The exercise:
Extract each line of the material below that contains the string "railing", matching its case exactly.

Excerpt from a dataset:
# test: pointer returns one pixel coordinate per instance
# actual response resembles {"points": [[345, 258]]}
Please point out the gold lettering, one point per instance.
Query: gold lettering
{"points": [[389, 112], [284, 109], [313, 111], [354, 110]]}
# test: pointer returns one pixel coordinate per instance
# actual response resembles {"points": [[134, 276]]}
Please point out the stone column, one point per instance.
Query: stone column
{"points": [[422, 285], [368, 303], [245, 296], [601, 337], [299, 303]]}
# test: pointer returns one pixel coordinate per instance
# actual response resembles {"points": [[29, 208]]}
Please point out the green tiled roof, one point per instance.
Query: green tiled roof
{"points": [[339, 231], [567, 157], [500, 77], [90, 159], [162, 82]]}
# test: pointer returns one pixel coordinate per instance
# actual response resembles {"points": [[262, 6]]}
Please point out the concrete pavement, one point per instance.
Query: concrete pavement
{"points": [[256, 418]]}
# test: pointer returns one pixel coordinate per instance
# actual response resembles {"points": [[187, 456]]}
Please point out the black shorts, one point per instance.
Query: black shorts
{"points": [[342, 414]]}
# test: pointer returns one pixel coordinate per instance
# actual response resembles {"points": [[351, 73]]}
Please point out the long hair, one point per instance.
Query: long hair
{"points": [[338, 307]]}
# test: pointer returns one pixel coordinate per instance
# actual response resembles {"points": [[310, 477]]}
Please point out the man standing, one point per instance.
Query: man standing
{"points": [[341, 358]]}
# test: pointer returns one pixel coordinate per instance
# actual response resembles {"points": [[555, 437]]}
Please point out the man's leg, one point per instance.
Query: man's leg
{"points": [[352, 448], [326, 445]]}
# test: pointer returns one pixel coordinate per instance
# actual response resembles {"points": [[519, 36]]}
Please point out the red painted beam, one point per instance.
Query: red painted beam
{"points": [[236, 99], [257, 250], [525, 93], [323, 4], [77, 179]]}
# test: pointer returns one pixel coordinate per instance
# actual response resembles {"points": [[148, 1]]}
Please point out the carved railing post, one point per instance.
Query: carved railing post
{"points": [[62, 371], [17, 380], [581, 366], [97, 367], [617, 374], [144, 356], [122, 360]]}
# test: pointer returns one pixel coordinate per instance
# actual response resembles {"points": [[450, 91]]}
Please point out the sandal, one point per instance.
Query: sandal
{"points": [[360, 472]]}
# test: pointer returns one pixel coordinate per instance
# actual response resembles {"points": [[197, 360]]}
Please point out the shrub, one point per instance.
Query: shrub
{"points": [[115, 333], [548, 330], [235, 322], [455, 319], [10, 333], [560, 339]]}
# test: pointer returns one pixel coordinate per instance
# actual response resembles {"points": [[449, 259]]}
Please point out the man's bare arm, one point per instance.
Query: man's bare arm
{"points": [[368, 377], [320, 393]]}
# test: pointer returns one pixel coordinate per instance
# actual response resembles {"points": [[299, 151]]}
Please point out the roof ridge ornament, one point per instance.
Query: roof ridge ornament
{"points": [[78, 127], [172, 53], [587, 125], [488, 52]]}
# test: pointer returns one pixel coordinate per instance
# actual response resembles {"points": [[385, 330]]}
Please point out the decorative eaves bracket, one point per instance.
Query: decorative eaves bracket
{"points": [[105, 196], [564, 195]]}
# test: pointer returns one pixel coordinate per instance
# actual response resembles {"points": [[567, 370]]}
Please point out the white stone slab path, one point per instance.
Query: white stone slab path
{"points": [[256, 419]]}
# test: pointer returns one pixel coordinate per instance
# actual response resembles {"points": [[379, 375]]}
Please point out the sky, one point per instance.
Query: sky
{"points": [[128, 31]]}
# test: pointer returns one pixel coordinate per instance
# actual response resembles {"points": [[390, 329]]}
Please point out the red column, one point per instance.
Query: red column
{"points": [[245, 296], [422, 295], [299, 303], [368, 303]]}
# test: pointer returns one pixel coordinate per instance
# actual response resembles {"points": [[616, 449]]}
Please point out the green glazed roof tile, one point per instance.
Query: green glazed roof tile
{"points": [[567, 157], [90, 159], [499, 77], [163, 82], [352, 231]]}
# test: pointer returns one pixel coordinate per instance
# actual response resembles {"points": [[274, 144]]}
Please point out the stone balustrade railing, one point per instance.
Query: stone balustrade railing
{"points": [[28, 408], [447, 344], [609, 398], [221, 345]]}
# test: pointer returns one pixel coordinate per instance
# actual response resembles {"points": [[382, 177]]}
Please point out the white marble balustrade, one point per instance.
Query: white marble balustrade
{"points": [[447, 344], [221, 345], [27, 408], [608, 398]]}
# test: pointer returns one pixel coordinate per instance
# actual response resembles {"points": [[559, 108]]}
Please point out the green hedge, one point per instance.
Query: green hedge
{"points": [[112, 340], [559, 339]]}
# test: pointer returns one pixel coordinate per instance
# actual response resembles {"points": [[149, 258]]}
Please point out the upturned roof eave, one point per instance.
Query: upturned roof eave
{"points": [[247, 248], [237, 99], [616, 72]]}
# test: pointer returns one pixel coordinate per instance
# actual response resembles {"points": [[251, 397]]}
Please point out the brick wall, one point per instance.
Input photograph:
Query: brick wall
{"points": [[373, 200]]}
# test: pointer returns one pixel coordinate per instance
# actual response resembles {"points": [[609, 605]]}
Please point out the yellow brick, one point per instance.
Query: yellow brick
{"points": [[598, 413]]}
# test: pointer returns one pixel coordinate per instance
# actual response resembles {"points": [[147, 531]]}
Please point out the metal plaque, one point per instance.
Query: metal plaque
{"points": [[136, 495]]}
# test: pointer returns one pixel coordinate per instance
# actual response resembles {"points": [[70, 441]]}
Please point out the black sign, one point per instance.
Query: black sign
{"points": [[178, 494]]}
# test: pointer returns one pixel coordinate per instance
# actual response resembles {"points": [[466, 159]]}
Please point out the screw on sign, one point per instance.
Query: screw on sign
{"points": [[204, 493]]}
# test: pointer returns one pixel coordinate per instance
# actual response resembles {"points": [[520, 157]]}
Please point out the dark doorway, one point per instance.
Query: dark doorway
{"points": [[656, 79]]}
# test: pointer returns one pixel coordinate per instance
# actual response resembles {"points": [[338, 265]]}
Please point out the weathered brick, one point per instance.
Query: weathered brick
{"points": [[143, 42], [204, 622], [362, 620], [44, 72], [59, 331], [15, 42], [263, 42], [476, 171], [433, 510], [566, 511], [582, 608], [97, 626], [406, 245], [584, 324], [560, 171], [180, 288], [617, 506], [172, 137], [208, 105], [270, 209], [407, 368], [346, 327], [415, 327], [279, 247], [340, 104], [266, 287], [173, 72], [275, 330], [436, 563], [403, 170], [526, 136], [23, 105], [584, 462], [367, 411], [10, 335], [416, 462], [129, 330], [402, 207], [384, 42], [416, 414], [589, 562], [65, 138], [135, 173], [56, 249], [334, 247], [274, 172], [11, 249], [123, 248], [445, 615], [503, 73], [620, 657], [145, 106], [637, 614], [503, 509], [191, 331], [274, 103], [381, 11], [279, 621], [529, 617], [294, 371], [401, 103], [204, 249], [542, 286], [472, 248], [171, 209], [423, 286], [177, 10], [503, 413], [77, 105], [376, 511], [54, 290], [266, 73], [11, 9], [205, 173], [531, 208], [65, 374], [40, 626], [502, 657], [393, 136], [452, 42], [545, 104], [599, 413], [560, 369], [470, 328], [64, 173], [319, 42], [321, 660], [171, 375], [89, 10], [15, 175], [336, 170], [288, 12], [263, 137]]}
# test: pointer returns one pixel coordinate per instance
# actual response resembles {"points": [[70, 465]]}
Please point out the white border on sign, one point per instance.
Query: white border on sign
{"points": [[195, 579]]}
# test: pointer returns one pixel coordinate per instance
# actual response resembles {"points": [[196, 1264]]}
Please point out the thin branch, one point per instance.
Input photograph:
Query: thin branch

Complete answer:
Please point out the carved railing post, one point per instance.
Query: carved railing post
Please point out the stone balustrade railing, one point per instance.
Query: stone balustrade railing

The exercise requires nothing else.